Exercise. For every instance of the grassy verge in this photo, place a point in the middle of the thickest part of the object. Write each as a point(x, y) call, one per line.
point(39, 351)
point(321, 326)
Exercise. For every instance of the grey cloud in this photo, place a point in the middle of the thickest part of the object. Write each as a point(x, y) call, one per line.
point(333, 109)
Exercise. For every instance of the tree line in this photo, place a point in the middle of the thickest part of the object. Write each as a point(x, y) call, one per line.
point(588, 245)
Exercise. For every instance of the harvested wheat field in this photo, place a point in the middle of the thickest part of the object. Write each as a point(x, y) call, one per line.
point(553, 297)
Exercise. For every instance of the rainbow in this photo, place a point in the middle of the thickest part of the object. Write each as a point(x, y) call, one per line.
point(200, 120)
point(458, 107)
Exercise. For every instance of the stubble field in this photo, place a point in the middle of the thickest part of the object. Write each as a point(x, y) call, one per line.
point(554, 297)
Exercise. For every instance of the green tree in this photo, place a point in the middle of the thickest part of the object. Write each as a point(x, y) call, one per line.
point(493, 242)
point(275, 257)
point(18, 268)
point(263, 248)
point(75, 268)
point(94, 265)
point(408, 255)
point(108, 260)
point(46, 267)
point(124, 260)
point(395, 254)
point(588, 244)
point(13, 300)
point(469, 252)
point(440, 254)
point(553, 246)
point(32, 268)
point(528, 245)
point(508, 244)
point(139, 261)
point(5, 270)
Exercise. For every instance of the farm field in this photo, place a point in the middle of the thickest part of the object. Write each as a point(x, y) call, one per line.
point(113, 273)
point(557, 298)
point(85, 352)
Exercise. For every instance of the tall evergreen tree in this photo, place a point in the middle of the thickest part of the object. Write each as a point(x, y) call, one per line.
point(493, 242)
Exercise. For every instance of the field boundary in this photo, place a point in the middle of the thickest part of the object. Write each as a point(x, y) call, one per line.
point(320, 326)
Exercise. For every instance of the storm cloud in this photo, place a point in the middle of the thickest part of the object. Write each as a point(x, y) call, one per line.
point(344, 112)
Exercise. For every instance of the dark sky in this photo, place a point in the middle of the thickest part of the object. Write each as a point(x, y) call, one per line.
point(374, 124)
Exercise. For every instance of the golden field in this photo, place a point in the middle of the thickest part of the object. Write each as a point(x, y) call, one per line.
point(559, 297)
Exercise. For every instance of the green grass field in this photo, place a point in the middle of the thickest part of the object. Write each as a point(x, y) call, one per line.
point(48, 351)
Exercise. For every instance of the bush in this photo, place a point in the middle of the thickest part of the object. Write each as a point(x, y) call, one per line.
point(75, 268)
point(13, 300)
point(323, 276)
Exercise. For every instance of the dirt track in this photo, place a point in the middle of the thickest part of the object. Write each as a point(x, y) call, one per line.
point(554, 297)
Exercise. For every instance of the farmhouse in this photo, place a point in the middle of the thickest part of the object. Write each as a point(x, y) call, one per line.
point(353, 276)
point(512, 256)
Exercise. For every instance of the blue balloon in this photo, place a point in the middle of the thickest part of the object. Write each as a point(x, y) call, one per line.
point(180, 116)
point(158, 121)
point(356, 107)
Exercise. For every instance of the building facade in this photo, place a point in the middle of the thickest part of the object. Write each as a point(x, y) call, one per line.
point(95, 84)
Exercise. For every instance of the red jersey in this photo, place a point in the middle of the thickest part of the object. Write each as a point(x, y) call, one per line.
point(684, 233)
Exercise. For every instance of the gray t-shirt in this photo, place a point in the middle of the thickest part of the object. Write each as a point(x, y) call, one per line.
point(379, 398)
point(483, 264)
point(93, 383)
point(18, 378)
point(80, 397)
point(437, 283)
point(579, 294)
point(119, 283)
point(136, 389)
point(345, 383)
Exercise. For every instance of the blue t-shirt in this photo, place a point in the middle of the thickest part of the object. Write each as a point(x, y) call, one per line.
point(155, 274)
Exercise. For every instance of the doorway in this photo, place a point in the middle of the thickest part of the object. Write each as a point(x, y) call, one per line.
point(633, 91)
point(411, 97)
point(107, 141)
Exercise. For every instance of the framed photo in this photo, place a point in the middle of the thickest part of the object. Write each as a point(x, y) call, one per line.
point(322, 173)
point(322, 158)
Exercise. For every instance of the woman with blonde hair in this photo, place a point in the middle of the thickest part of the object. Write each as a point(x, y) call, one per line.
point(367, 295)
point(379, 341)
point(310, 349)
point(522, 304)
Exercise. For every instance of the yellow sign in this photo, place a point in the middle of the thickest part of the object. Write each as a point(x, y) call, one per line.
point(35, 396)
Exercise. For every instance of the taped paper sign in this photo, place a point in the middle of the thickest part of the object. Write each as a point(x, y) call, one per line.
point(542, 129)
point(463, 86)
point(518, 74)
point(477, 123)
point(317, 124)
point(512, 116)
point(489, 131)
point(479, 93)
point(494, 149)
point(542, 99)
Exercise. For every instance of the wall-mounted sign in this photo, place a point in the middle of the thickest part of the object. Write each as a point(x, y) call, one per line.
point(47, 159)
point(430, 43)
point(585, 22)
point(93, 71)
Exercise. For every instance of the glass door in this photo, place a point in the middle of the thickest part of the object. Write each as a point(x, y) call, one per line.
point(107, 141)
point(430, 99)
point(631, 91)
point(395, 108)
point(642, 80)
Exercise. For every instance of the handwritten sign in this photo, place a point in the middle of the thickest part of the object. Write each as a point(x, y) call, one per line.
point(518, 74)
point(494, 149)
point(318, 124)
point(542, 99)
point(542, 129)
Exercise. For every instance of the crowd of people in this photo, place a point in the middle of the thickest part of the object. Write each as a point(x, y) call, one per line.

--

## Stated problem
Arrange all of the items above as a Markdown table with the columns No. and Line, numbering each row and putting one line per row, with blank lines left out.

## Problem solution
| No. | Line |
|---|---|
| 1 | Exercise. For every instance of the grassy verge in this photo, place a point in the middle of the thickest part of the object. Write each as a point(x, y) call, one per line. |
| 2 | point(39, 351) |
| 3 | point(321, 326) |
| 4 | Exercise. For every instance of the grey cloud in this photo, place a point in the middle of the thickest part of the object. Write each as a point(x, y) call, one per line. |
| 5 | point(333, 109) |
| 6 | Exercise. For every instance of the tree line in this photo, place a point in the middle of the thickest part of the object. Write each as a point(x, y) call, one per line. |
| 7 | point(588, 245) |
| 8 | Exercise. For every instance of the harvested wheat field in this photo, place a point in the middle of the thickest part of the object. Write each as a point(x, y) call, one per line. |
| 9 | point(553, 297) |
| 10 | Exercise. For every instance of the rainbow in this photo, place a point in the middle of the thickest part of the object. Write each as a point(x, y) call, one per line. |
| 11 | point(200, 120) |
| 12 | point(458, 107) |
| 13 | Exercise. For every instance of the stubble field in this photo, place a point in the middle of the thickest part of the object. Write each as a point(x, y) call, one per line. |
| 14 | point(554, 297) |
| 15 | Exercise. For every instance of the green tree in this photo, place a point in the middle of the thickest part of the object. Write each as a point(x, y) call, one per line. |
| 16 | point(493, 242) |
| 17 | point(275, 257) |
| 18 | point(18, 268) |
| 19 | point(263, 248) |
| 20 | point(75, 268) |
| 21 | point(94, 265) |
| 22 | point(408, 255) |
| 23 | point(108, 260) |
| 24 | point(46, 267) |
| 25 | point(124, 260) |
| 26 | point(395, 254) |
| 27 | point(588, 244) |
| 28 | point(13, 300) |
| 29 | point(469, 252) |
| 30 | point(440, 254) |
| 31 | point(553, 246) |
| 32 | point(32, 268) |
| 33 | point(528, 245) |
| 34 | point(508, 244) |
| 35 | point(139, 261) |
| 36 | point(5, 270) |
| 37 | Exercise. For every instance of the farm field in this photo, place a point in the middle of the thickest part of the object. Write each as a point(x, y) call, one per line. |
| 38 | point(113, 273) |
| 39 | point(557, 298) |
| 40 | point(85, 352) |
| 41 | Exercise. For every instance of the tall evergreen tree in this photo, place a point in the middle of the thickest part of the object. Write each as a point(x, y) call, one per line. |
| 42 | point(493, 242) |
| 43 | Exercise. For every instance of the field boundary in this photo, place a point in the middle of the thickest part of the object. Write each as a point(x, y) call, one per line. |
| 44 | point(320, 326) |
| 45 | Exercise. For every instance of the storm cloud in this photo, place a point in the middle of the thickest part of the object. Write each as a point(x, y) call, one per line. |
| 46 | point(344, 112) |
| 47 | Exercise. For every instance of the dark sky in this photo, place a point in the middle of the thickest part of the object. Write each as a point(x, y) call, one per line. |
| 48 | point(374, 124) |
| 49 | Exercise. For every instance of the golden field in this photo, place a point in the middle of the thickest part of the object. Write each as a point(x, y) call, one per line. |
| 50 | point(559, 297) |
| 51 | Exercise. For every instance of the green grass field in this photo, place a point in the middle of the thickest part of the object. Write each as a point(x, y) call, one per line. |
| 52 | point(48, 351) |
| 53 | Exercise. For every instance of the bush in this photo, place a point in the middle of the thickest part of the object. Write each as a point(x, y) call, one per line. |
| 54 | point(75, 268) |
| 55 | point(13, 300) |
| 56 | point(323, 276) |
| 57 | Exercise. For every instance of the dirt track in this photo, place a point in the middle of the thickest part of the object. Write each as a point(x, y) call, one per line. |
| 58 | point(554, 297) |
| 59 | Exercise. For every instance of the farmhouse in this photo, place a point in the middle of the thickest part of the object. Write each as a point(x, y) call, one per line. |
| 60 | point(353, 276) |
| 61 | point(512, 256) |
| 62 | Exercise. For every instance of the blue balloon in this photo, place a point in the middle of the thickest part of the object. Write each as a point(x, y) call, one per line. |
| 63 | point(180, 116) |
| 64 | point(158, 121) |
| 65 | point(356, 107) |
| 66 | Exercise. For every instance of the building facade in this photo, place a point in the middle of the thickest part of the object. Write each as a point(x, y) call, one per line. |
| 67 | point(95, 84) |
| 68 | Exercise. For every instance of the red jersey in this photo, place a point in the middle of the thickest part of the object. Write each as a point(x, y) call, one per line. |
| 69 | point(684, 233) |
| 70 | Exercise. For every instance of the gray t-shirt in this photo, place a point in the middle of the thickest part of the object. Write each as a point(x, y) call, one per line. |
| 71 | point(379, 398) |
| 72 | point(483, 264) |
| 73 | point(93, 383) |
| 74 | point(18, 378) |
| 75 | point(80, 397) |
| 76 | point(437, 283) |
| 77 | point(579, 294) |
| 78 | point(119, 283) |
| 79 | point(136, 389) |
| 80 | point(345, 383) |
| 81 | Exercise. For every instance of the blue t-shirt in this photo, place a point in the middle of the thickest part of the object. Write each as a point(x, y) call, one per line. |
| 82 | point(155, 274) |
| 83 | Exercise. For every instance of the doorway in this photo, place a point in the middle of the thickest part of the object. Write each as a point(x, y) call, one per line. |
| 84 | point(633, 91) |
| 85 | point(411, 97) |
| 86 | point(107, 141) |
| 87 | Exercise. For every instance of the framed photo in this photo, place a point in the middle of the thickest part of the object. Write each as a point(x, y) call, one per line. |
| 88 | point(322, 173) |
| 89 | point(322, 158) |
| 90 | Exercise. For every instance of the woman with blonde hair in this photo, place a point in the middle of the thickest part of the object. Write each as a point(x, y) call, one per line. |
| 91 | point(367, 295) |
| 92 | point(379, 341) |
| 93 | point(310, 349) |
| 94 | point(522, 304) |
| 95 | Exercise. For every instance of the yellow sign in this photo, place a point in the middle of the thickest part of the object. Write each as a point(x, y) call, one per line. |
| 96 | point(35, 396) |
| 97 | Exercise. For every instance of the taped paper sign in this photo, place a point in the middle of the thickest part of the object. Write each as a point(x, y) call, one per line. |
| 98 | point(542, 129) |
| 99 | point(463, 86) |
| 100 | point(518, 74) |
| 101 | point(477, 123) |
| 102 | point(317, 124) |
| 103 | point(512, 116) |
| 104 | point(489, 131) |
| 105 | point(479, 93) |
| 106 | point(494, 149) |
| 107 | point(542, 99) |
| 108 | Exercise. For every instance of the wall-mounted sign in this photo, place a point in the middle of the thickest part of the object. Write each as a point(x, y) call, one per line. |
| 109 | point(47, 159) |
| 110 | point(430, 43) |
| 111 | point(585, 22) |
| 112 | point(93, 71) |
| 113 | Exercise. For every instance of the glass door in this photo, place a point in the middle of the thickest part of the object. Write each as a point(x, y) call, one per line. |
| 114 | point(107, 141) |
| 115 | point(430, 99) |
| 116 | point(631, 91) |
| 117 | point(395, 108) |
| 118 | point(642, 80) |
| 119 | Exercise. For every instance of the handwritten sign in this photo, place a point in the middle of the thickest part of the object. Write each as a point(x, y) call, one per line. |
| 120 | point(518, 74) |
| 121 | point(494, 149) |
| 122 | point(318, 124) |
| 123 | point(542, 99) |
| 124 | point(542, 129) |
| 125 | Exercise. For every instance of the crowd of people in this photo, place a point in the middle of the thickest part of the object. Write each as a point(x, y) call, one per line. |